• [DESCRIPTION OF THE TASK]
Rescale the material starting at the line containing "Goal: Detect the sage leaf" and ending at the line containing "xmin=849 ymin=84 xmax=914 ymax=206", both included, by writing out every one of those lines in full with each box coordinate multiplied by 1.25 and rounded to a whole number, halves rounded up. Leave the numbers after "Coordinate example:" and all other wording unchanged.

Entries from a collection:
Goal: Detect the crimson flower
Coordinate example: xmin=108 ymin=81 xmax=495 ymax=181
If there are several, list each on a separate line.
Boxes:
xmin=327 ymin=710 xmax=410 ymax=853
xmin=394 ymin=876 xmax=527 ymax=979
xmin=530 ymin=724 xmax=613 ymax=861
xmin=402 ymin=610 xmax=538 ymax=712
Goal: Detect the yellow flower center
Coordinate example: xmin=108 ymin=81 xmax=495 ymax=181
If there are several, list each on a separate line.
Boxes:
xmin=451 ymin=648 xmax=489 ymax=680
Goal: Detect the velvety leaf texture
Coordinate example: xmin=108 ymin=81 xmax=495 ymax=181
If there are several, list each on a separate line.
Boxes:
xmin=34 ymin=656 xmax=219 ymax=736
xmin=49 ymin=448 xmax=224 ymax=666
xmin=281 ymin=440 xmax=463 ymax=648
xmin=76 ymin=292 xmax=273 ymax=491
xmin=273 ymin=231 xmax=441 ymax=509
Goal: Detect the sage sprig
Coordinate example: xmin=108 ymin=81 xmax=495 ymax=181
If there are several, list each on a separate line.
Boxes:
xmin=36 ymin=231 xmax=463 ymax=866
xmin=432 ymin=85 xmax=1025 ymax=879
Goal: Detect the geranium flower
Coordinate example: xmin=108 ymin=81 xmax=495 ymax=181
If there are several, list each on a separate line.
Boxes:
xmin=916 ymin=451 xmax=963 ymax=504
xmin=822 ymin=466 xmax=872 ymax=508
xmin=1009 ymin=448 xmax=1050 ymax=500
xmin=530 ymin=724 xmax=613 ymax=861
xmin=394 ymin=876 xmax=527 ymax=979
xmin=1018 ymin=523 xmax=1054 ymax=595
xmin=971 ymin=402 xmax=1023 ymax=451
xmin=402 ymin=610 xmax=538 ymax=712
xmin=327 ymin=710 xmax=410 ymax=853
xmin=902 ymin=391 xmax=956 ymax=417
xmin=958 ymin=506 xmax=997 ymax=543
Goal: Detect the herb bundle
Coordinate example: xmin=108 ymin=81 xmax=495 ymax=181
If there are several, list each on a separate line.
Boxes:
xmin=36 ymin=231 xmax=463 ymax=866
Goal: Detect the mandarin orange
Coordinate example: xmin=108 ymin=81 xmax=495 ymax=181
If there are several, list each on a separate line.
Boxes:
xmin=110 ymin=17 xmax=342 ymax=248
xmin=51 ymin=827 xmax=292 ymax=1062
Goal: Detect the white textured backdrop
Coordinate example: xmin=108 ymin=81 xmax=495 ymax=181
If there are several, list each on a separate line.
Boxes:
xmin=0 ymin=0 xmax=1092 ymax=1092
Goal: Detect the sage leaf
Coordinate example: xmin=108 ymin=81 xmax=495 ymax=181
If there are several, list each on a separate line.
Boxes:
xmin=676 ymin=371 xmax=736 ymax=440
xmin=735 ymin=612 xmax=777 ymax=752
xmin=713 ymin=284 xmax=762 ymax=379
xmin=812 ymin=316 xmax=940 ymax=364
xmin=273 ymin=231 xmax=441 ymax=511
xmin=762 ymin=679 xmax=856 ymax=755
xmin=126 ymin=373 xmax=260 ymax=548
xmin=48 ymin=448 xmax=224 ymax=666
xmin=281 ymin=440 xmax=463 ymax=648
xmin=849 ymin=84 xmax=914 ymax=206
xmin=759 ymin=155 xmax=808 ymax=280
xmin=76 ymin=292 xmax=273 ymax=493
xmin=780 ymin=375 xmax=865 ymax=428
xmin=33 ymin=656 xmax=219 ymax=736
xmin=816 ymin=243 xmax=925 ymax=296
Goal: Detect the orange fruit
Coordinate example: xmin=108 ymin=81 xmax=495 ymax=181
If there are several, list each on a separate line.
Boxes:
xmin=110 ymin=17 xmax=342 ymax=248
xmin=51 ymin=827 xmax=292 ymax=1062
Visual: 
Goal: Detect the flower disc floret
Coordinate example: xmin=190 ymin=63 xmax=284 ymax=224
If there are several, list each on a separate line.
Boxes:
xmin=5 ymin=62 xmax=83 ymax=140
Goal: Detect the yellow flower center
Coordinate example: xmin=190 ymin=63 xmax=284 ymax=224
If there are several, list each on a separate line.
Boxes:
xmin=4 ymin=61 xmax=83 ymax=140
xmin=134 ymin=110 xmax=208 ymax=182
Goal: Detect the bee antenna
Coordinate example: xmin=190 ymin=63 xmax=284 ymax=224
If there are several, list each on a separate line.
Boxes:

• [EXPECTED ANSWER]
Goal: Detect the sage leaf
Coordinate example: xmin=108 ymin=81 xmax=495 ymax=181
If there are several, list each on a separate line.
Boxes:
xmin=845 ymin=464 xmax=920 ymax=550
xmin=919 ymin=765 xmax=971 ymax=940
xmin=891 ymin=355 xmax=953 ymax=474
xmin=1015 ymin=395 xmax=1175 ymax=455
xmin=341 ymin=289 xmax=551 ymax=639
xmin=953 ymin=849 xmax=1070 ymax=944
xmin=158 ymin=466 xmax=325 ymax=685
xmin=60 ymin=560 xmax=280 ymax=833
xmin=351 ymin=550 xmax=579 ymax=810
xmin=1061 ymin=105 xmax=1143 ymax=258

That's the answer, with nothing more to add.